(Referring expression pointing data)
Content starts
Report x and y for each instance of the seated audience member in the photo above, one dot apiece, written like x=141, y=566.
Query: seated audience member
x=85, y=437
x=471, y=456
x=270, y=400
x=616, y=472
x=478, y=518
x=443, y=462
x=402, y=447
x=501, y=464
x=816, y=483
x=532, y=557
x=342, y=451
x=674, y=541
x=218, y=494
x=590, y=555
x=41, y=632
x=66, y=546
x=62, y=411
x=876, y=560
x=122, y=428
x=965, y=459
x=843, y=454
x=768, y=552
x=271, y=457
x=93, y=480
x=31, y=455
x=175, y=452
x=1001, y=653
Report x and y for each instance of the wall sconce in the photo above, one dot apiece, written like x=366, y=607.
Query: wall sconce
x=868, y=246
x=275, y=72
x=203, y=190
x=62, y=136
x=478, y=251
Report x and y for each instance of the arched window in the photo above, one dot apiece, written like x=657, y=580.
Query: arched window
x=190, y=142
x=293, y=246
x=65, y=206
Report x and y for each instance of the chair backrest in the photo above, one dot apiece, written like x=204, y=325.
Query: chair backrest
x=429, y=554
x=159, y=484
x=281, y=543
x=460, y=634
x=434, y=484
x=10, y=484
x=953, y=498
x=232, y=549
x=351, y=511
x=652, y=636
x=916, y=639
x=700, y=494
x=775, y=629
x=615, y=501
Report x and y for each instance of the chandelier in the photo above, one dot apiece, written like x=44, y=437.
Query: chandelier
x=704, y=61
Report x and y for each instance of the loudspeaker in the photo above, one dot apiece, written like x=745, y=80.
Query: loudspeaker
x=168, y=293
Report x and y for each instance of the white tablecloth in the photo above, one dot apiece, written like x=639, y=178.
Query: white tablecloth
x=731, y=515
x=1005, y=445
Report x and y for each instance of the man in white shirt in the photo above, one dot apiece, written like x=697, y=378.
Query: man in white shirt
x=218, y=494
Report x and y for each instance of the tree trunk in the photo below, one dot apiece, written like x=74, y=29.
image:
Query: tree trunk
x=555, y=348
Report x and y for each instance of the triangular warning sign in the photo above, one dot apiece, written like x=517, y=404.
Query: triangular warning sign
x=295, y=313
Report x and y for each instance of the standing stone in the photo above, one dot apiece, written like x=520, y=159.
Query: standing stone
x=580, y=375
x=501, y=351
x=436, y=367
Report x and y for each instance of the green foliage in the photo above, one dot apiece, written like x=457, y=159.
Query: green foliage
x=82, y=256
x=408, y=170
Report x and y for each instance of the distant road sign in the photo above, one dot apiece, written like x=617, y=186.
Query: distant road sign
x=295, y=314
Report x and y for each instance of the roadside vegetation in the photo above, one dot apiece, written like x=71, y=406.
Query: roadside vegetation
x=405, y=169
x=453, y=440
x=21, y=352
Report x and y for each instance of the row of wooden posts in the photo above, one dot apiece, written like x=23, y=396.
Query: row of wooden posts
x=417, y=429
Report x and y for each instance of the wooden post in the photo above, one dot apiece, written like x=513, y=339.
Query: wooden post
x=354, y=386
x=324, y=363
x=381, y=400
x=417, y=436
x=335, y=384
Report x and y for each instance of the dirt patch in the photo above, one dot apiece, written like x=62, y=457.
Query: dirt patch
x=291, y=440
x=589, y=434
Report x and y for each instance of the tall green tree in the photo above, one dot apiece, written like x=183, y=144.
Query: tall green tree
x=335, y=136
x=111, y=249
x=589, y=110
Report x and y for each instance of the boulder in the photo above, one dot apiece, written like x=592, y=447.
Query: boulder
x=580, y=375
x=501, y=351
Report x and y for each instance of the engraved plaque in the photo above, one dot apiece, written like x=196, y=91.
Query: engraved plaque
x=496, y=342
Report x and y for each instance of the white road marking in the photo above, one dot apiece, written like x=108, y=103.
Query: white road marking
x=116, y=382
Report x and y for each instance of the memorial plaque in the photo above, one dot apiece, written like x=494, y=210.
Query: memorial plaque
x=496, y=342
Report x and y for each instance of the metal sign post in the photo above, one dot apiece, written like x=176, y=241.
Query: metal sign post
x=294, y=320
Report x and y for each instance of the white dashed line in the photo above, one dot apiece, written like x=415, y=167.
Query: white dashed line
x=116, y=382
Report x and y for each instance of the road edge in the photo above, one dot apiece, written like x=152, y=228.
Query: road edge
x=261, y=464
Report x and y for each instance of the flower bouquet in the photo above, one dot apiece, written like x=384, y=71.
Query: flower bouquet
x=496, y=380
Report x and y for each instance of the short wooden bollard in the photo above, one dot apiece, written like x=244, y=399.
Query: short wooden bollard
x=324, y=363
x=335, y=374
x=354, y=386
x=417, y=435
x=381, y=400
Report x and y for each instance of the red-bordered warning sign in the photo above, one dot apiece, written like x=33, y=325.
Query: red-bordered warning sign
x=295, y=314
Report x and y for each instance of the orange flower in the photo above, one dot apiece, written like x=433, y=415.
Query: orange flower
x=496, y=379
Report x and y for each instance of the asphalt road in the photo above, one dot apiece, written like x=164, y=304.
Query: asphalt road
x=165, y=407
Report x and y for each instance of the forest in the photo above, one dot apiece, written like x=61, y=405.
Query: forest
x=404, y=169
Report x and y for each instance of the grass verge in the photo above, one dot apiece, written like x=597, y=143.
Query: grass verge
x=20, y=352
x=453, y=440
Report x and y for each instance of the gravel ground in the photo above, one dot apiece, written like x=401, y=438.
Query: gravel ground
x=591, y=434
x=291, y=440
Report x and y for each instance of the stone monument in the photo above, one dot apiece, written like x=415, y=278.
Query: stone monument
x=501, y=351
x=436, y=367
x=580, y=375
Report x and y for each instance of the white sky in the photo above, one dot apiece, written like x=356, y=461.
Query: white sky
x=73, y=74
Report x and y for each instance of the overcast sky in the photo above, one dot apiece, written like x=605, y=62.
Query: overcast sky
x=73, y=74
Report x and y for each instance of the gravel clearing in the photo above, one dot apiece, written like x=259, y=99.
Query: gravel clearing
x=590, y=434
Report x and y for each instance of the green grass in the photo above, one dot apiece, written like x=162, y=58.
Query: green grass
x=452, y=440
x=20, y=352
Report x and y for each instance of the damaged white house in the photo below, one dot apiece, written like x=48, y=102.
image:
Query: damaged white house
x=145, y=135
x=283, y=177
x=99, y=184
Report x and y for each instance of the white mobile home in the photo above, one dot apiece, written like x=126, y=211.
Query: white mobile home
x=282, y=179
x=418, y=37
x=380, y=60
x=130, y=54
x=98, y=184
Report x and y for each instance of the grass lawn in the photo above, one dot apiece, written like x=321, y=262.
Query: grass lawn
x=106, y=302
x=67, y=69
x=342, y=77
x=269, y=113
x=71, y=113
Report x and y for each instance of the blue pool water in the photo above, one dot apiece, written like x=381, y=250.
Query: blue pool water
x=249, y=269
Content ends
● **Try it**
After the last line of the data, restate all the entries verbatim.

● **Solution for this problem**
Report x and y for each instance of the seated audience member in the photo above, one dot apiece, written like x=141, y=566.
Query: seated audience member
x=85, y=437
x=471, y=456
x=270, y=400
x=616, y=472
x=478, y=518
x=443, y=462
x=402, y=447
x=501, y=464
x=816, y=483
x=532, y=557
x=342, y=451
x=674, y=541
x=218, y=494
x=590, y=555
x=41, y=632
x=66, y=546
x=62, y=411
x=876, y=560
x=122, y=428
x=965, y=459
x=843, y=454
x=768, y=552
x=271, y=457
x=93, y=480
x=31, y=455
x=175, y=452
x=1001, y=653
Report x and y for each instance of the wall sconce in the photo above, one dot apiece, written like x=366, y=607.
Query: wall sconce
x=868, y=246
x=275, y=72
x=203, y=190
x=62, y=136
x=478, y=251
Report x and y for each instance of the arched window in the photo above, one dot apiece, written like x=657, y=580.
Query: arched window
x=190, y=142
x=293, y=246
x=65, y=206
Report x and y for each instance of the chair backrest in the photo above, one dot apiece, written like x=204, y=325.
Query: chair backrest
x=429, y=554
x=159, y=484
x=281, y=543
x=460, y=634
x=434, y=484
x=10, y=484
x=953, y=498
x=232, y=549
x=351, y=511
x=652, y=636
x=916, y=639
x=700, y=494
x=775, y=629
x=615, y=501
Report x and y for each instance of the chandelier in the photo above, one dot apiece, written like x=44, y=437.
Query: chandelier
x=704, y=61
Report x and y for each instance of the loudspeaker in the photo above, one dot apiece, written like x=745, y=80.
Query: loudspeaker
x=168, y=293
Report x and y for each instance of the white tablecloth in the photo above, one dot apiece, written like x=639, y=178.
Query: white tablecloth
x=731, y=515
x=1005, y=445
Report x and y for each instance of the man in white shirt in the photo above, one dot apiece, written like x=697, y=378.
Query: man in white shirt
x=218, y=494
Report x and y for each instance of the tree trunk in the photo below, one dot apiece, written like x=74, y=29.
image:
Query: tree trunk
x=555, y=348
Report x and y for each instance of the triangular warning sign in the photo above, one dot apiece, written like x=517, y=404.
Query: triangular warning sign
x=295, y=313
Report x and y for each instance of the standing stone in the photo above, one dot apiece, written like x=520, y=159.
Query: standing stone
x=580, y=375
x=501, y=351
x=436, y=367
Report x and y for each instance of the green foliage in the photo above, one dot apiece, written like x=457, y=159.
Query: green foliage
x=82, y=256
x=408, y=170
Report x and y for each instance of the distant road sign in the photo above, one dot apiece, written like x=617, y=186.
Query: distant road sign
x=295, y=314
Report x and y for each instance of the roadside vegetation in the photo above, one dot apiece, written like x=71, y=406.
Query: roadside vegetation
x=405, y=169
x=453, y=440
x=21, y=352
Report x and y for each instance of the row of wooden posts in the photo above, one dot apiece, written like x=23, y=396.
Query: row of wooden posts
x=417, y=429
Report x and y for each instance of the wooden post in the photo above, one dot apiece, written like x=513, y=339.
Query: wooden post
x=354, y=386
x=324, y=363
x=381, y=400
x=417, y=436
x=335, y=384
Report x and y for each instance of the dirt patch in the photo above, one dot apiece, written like x=62, y=457.
Query: dirt patch
x=291, y=440
x=589, y=434
Report x and y for each instance of the tall green tree in the photo above, one dot apiece, written like x=183, y=144.
Query: tall green tree
x=335, y=136
x=111, y=249
x=589, y=110
Report x and y for each instance of the boulder in the photo above, one dot apiece, written like x=592, y=447.
Query: boulder
x=580, y=375
x=501, y=351
Report x and y for each instance of the engraved plaque in the photo above, one dot apiece, written like x=196, y=91.
Query: engraved plaque
x=496, y=342
Report x and y for each instance of the white road marking in the photo above, one dot apiece, written like x=108, y=103.
Query: white road marking
x=116, y=382
Report x and y for each instance of the memorial plaque in the photo above, one dot apiece, written like x=494, y=210.
Query: memorial plaque
x=496, y=342
Report x and y for each instance of the metal sign post in the photo above, one dot apiece, written like x=176, y=241.
Query: metal sign post
x=294, y=320
Report x and y for each instance of the white dashed line in the photo above, one dot apiece, written like x=415, y=167.
Query: white dashed line
x=116, y=382
Report x and y for each instance of the road edge in the photo above, one dot apiece, written like x=152, y=228.
Query: road edge
x=261, y=464
Report x and y for each instance of the flower bouquet in the photo above, one dot apiece, written like x=384, y=71.
Query: flower bouquet
x=496, y=380
Report x and y for each instance of the short wooden bollard in the photo above, one dot apiece, written like x=244, y=399.
Query: short wooden bollard
x=324, y=363
x=335, y=374
x=354, y=386
x=417, y=435
x=381, y=400
Report x and y for each instance of the red-bordered warning sign in the photo above, one dot apiece, written like x=33, y=325.
Query: red-bordered warning sign
x=295, y=314
Report x and y for each instance of the orange flower in the photo above, one dot apiece, written like x=433, y=415.
Query: orange flower
x=496, y=379
Report x and y for each instance of the asphalt road in the photo above, one dot apiece, written like x=164, y=304.
Query: asphalt road
x=165, y=407
Report x and y for each instance of the forest in the photo above, one dot apiece, written like x=61, y=405.
Query: forest
x=404, y=169
Report x and y for each instance of the grass verge in the photo above, one dot apiece, written like x=597, y=143.
Query: grass verge
x=20, y=352
x=453, y=440
Report x and y for each instance of the gravel ground in the photo above, one dot apiece, written like x=401, y=438.
Query: gravel ground
x=591, y=434
x=291, y=440
Report x and y for each instance of the stone monument in the photo above, one dot apiece, written like x=415, y=278.
Query: stone monument
x=501, y=351
x=436, y=367
x=580, y=375
Report x and y for each instance of the white sky in the photo above, one dot apiece, written like x=356, y=461.
Query: white sky
x=73, y=74
Report x and y for each instance of the overcast sky in the photo above, one dot apiece, written like x=605, y=62.
Query: overcast sky
x=73, y=74
Report x and y for each instance of the gravel clearing in the photo above, one dot apiece, written like x=259, y=99.
Query: gravel clearing
x=590, y=434
Report x and y for each instance of the green grass in the photo above, one dot apiece, written like x=162, y=58.
Query: green grass
x=452, y=440
x=20, y=352
Report x and y for each instance of the damaged white house in the photo below, one dot apiece, written like x=48, y=102.
image:
Query: damaged white house
x=145, y=135
x=283, y=177
x=99, y=184
Report x and y for each instance of the white mobile home in the photo above, one dot apiece, written like x=126, y=211.
Query: white mobile home
x=282, y=179
x=418, y=37
x=380, y=60
x=130, y=54
x=98, y=184
Report x and y for each instance of the grass lawn in the photo above, one dot apiece, written like x=321, y=262.
Query: grass lawn
x=106, y=302
x=67, y=69
x=342, y=77
x=269, y=113
x=71, y=113
Report x and y for each instance of the blue pool water in the photo above, one dot apiece, written like x=381, y=250.
Query: blue pool water
x=249, y=269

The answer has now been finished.